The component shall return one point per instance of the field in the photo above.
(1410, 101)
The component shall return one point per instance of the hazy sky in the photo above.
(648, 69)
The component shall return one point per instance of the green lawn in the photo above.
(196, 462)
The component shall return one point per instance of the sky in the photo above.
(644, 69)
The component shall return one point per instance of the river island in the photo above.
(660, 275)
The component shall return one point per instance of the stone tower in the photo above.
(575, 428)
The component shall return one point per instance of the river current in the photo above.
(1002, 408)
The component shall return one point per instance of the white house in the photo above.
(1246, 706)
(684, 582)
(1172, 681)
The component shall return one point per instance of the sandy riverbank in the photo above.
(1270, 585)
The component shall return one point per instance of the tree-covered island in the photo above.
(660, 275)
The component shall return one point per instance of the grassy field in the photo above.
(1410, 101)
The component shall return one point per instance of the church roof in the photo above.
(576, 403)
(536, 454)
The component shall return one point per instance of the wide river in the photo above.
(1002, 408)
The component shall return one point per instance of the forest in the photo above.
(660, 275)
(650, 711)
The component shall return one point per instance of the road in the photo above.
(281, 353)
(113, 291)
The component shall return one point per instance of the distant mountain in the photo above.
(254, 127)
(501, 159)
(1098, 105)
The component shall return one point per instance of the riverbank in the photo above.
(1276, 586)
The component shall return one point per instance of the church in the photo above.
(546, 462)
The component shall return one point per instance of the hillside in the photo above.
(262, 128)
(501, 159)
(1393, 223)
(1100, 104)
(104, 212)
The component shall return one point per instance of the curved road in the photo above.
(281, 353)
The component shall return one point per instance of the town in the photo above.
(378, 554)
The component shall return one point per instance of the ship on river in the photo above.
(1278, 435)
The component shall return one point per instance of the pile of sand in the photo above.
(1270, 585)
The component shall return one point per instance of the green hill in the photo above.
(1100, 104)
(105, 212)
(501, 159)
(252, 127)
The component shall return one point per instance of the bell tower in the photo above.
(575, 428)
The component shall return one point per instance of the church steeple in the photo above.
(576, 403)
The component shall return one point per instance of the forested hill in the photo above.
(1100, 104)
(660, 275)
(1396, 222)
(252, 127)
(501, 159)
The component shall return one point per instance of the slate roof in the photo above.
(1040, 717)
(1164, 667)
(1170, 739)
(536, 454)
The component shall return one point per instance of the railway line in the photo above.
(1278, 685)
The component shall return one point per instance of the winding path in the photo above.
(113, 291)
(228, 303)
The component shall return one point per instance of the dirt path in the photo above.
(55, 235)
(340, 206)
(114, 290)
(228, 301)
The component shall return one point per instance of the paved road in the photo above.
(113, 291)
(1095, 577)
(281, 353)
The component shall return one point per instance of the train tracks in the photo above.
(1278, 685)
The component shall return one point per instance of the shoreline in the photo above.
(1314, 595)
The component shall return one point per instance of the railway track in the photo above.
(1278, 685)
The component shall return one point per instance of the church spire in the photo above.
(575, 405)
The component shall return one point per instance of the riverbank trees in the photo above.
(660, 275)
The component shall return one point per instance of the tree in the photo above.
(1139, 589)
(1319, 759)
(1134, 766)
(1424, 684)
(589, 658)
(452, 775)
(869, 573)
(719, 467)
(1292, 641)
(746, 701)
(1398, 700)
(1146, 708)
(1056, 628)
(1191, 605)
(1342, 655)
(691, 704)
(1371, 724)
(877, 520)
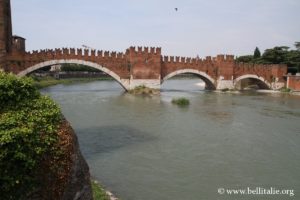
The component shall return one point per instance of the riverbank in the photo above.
(99, 193)
(50, 81)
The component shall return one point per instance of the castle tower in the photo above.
(5, 30)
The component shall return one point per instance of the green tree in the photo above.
(28, 124)
(257, 53)
(276, 55)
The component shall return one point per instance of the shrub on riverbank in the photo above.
(98, 192)
(143, 90)
(181, 101)
(28, 135)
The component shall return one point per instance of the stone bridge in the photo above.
(146, 66)
(136, 66)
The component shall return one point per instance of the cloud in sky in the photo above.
(198, 27)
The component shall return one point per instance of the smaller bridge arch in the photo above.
(260, 81)
(209, 81)
(123, 82)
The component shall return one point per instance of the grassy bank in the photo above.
(181, 101)
(49, 81)
(98, 192)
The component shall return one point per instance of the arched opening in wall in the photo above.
(73, 71)
(187, 80)
(251, 84)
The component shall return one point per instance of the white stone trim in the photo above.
(123, 82)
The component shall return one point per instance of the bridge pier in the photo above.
(224, 84)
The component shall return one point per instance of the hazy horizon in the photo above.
(204, 28)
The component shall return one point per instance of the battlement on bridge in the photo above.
(75, 52)
(197, 60)
(144, 50)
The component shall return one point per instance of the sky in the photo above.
(197, 28)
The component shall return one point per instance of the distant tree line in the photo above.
(276, 55)
(77, 67)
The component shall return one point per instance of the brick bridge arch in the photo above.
(209, 81)
(259, 80)
(122, 82)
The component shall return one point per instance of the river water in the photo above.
(145, 148)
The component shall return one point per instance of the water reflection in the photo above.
(146, 148)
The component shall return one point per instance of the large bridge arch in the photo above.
(264, 84)
(123, 82)
(209, 81)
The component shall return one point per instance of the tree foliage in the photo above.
(28, 125)
(276, 55)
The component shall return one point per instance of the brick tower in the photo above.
(5, 30)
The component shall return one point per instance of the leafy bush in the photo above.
(28, 125)
(181, 101)
(14, 90)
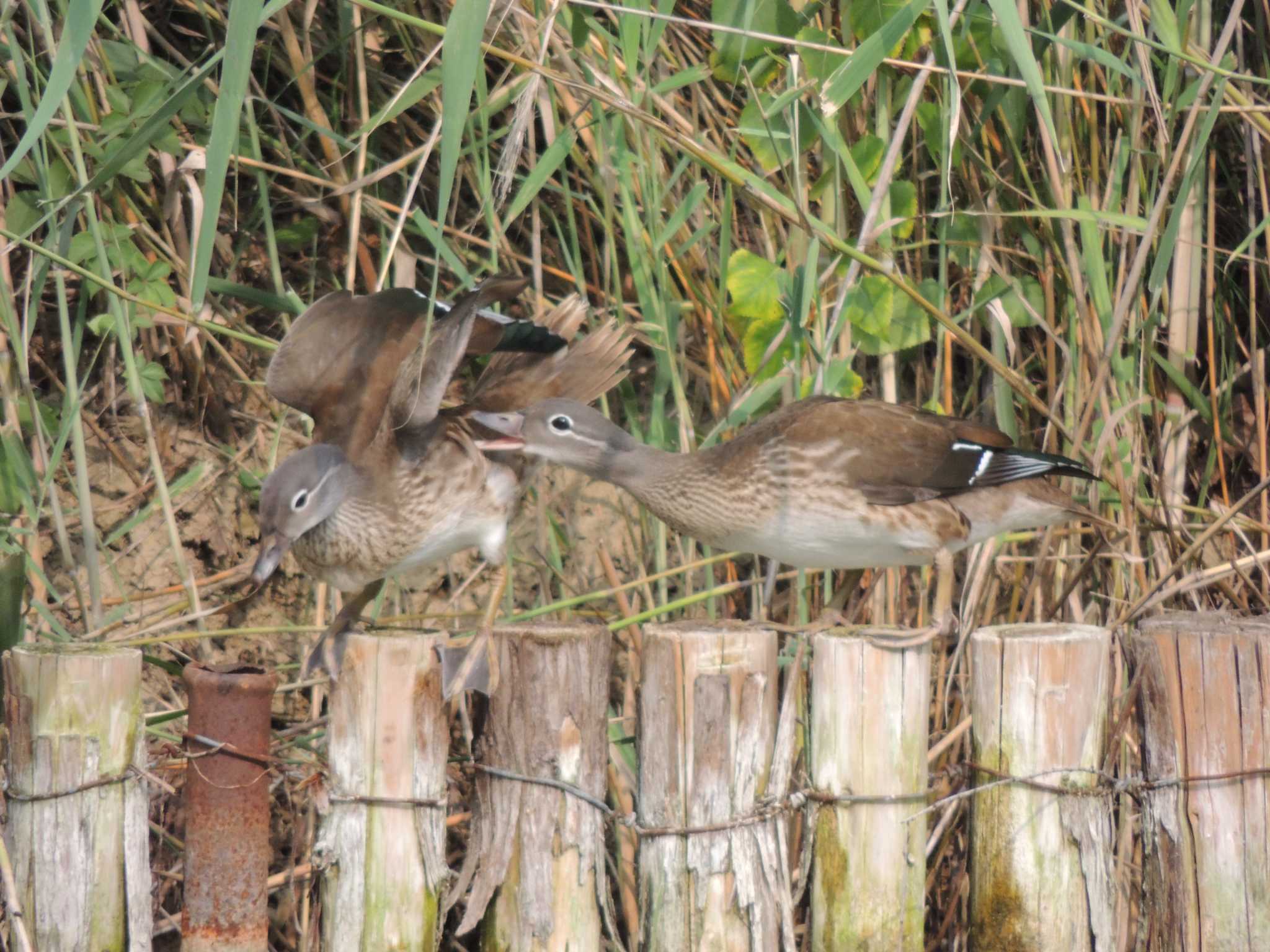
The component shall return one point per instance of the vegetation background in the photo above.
(1048, 216)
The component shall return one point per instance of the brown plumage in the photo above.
(822, 483)
(394, 480)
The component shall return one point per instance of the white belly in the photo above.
(828, 540)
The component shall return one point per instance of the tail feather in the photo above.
(585, 371)
(528, 338)
(1010, 465)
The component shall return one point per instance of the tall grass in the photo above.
(1052, 221)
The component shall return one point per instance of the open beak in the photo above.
(511, 426)
(272, 549)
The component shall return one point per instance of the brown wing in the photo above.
(895, 454)
(422, 380)
(340, 359)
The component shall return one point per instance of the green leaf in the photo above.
(771, 139)
(904, 205)
(1163, 22)
(886, 322)
(819, 64)
(1020, 50)
(241, 30)
(22, 215)
(1011, 302)
(733, 50)
(578, 30)
(868, 152)
(298, 235)
(78, 24)
(856, 70)
(755, 287)
(153, 377)
(1193, 394)
(102, 325)
(866, 17)
(460, 59)
(758, 338)
(551, 159)
(840, 380)
(412, 94)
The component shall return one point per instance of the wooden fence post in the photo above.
(869, 735)
(1041, 860)
(1206, 711)
(76, 831)
(706, 733)
(384, 861)
(541, 850)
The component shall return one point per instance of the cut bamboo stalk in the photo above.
(76, 831)
(870, 712)
(706, 733)
(541, 850)
(384, 863)
(1206, 711)
(226, 895)
(1041, 861)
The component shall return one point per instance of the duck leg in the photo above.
(328, 651)
(944, 621)
(475, 666)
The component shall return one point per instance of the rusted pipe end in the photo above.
(228, 808)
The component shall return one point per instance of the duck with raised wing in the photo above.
(822, 483)
(394, 480)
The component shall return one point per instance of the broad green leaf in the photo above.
(153, 376)
(870, 305)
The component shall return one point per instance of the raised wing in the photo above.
(350, 357)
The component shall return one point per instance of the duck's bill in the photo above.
(272, 549)
(507, 426)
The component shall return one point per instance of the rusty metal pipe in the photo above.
(228, 809)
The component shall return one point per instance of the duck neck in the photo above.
(639, 469)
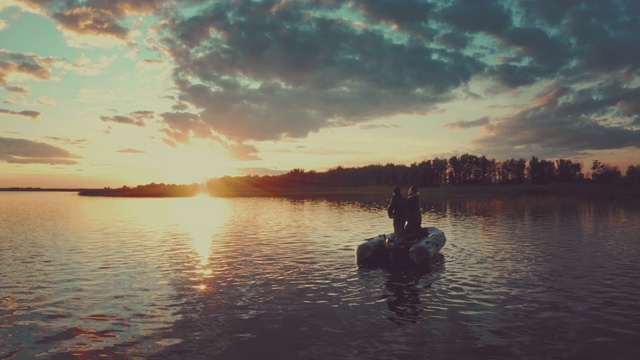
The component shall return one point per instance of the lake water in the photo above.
(271, 278)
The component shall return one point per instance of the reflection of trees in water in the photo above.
(406, 282)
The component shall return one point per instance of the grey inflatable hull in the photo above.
(383, 247)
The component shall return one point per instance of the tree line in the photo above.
(465, 169)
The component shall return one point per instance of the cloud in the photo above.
(22, 151)
(89, 67)
(67, 141)
(131, 151)
(26, 113)
(467, 124)
(15, 65)
(123, 120)
(95, 17)
(249, 71)
(260, 171)
(377, 126)
(299, 71)
(568, 122)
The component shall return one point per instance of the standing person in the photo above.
(398, 212)
(414, 216)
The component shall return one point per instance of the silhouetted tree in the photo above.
(604, 174)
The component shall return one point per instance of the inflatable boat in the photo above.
(386, 247)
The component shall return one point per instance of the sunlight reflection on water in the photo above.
(275, 278)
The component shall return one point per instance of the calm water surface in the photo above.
(208, 278)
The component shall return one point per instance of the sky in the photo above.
(100, 93)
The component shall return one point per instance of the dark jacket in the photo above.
(398, 208)
(413, 209)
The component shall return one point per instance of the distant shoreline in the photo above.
(614, 192)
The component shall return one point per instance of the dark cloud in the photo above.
(265, 74)
(265, 70)
(22, 151)
(568, 122)
(467, 124)
(26, 113)
(25, 64)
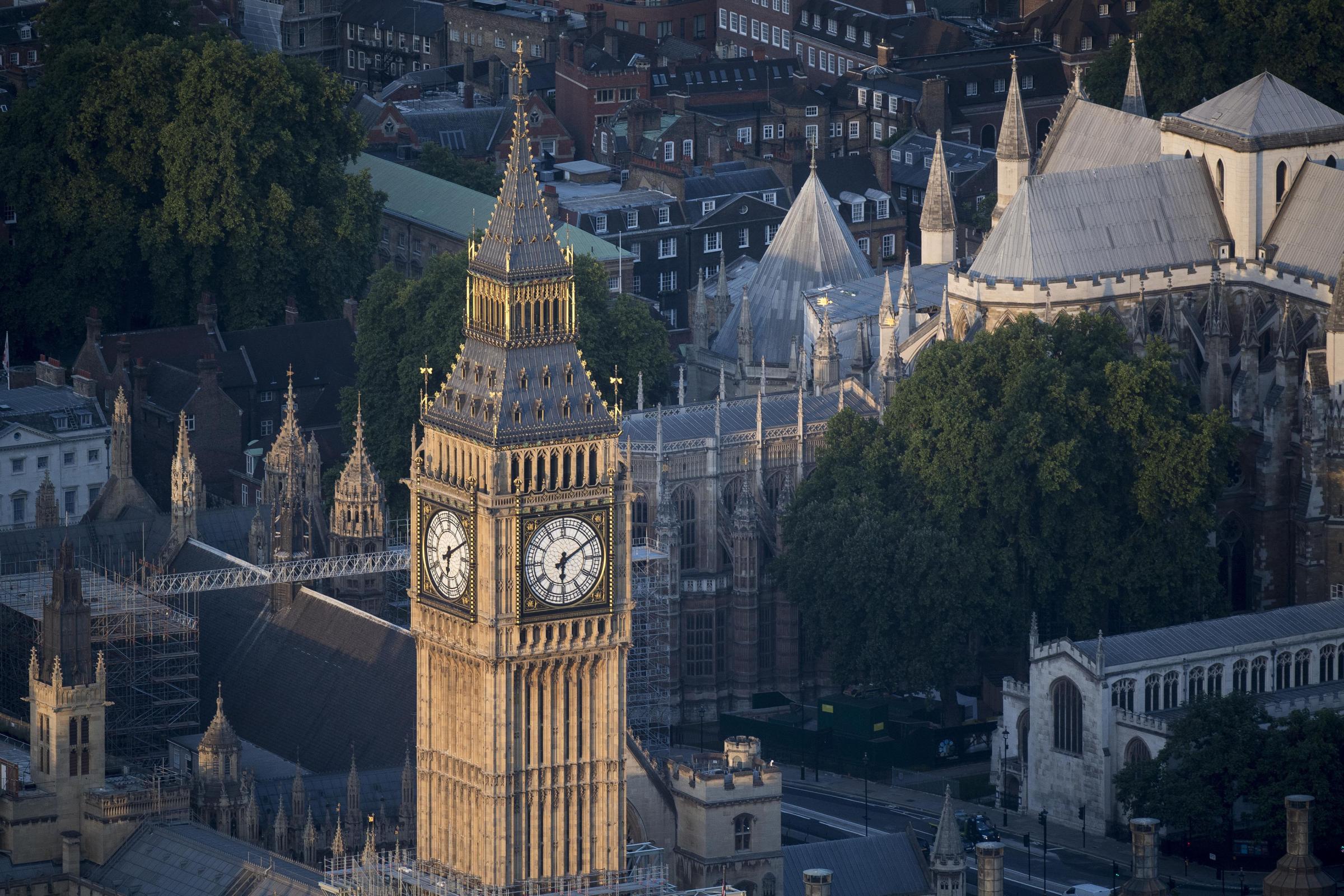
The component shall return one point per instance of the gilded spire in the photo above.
(1014, 139)
(939, 214)
(1133, 101)
(519, 241)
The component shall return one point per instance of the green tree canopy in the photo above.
(448, 166)
(407, 324)
(1039, 468)
(1225, 754)
(150, 170)
(1193, 50)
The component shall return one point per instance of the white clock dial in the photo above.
(563, 561)
(448, 555)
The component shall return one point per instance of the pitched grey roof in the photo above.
(1080, 223)
(697, 421)
(187, 859)
(877, 866)
(812, 249)
(1090, 136)
(1307, 227)
(1262, 106)
(1218, 634)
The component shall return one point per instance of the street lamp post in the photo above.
(1003, 777)
(865, 794)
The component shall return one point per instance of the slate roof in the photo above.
(452, 209)
(1262, 106)
(1086, 135)
(410, 16)
(812, 249)
(316, 676)
(187, 859)
(1128, 218)
(1228, 633)
(1307, 228)
(875, 866)
(738, 416)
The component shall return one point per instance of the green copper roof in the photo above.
(455, 209)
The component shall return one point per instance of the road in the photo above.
(834, 817)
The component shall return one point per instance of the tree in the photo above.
(147, 171)
(409, 324)
(1039, 468)
(1193, 50)
(1217, 754)
(448, 166)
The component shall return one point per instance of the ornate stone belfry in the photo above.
(521, 584)
(358, 523)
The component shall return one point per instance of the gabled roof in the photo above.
(1307, 228)
(812, 249)
(1080, 223)
(1086, 135)
(1218, 634)
(1264, 106)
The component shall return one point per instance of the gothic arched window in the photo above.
(743, 833)
(1069, 716)
(1215, 680)
(1123, 695)
(1152, 692)
(1303, 668)
(1171, 689)
(684, 500)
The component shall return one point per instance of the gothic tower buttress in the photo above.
(521, 581)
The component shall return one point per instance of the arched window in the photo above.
(1241, 672)
(1282, 671)
(1215, 680)
(1195, 683)
(1123, 695)
(1152, 692)
(640, 517)
(743, 833)
(1258, 667)
(1303, 668)
(1069, 716)
(684, 500)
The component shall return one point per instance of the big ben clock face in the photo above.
(563, 561)
(448, 555)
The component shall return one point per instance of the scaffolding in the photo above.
(151, 647)
(397, 872)
(648, 672)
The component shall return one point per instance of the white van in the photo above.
(1088, 890)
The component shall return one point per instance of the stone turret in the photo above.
(939, 220)
(1014, 151)
(187, 492)
(946, 860)
(1133, 101)
(358, 524)
(825, 359)
(1299, 872)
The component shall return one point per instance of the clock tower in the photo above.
(521, 581)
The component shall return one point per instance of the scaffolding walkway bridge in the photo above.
(311, 570)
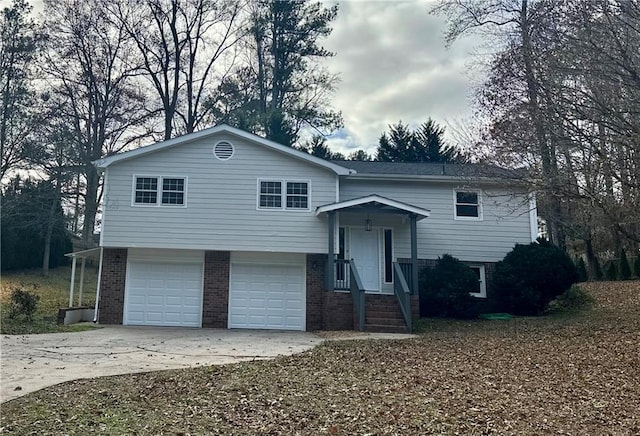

- **Exercise task**:
List every line of the material above that contains the string "island", matching case exactly.

- **Solution for this task**:
The component shall return one point per instance of the river island in the photo above.
The component shall return one point per instance of the tree-covered island in the photo above.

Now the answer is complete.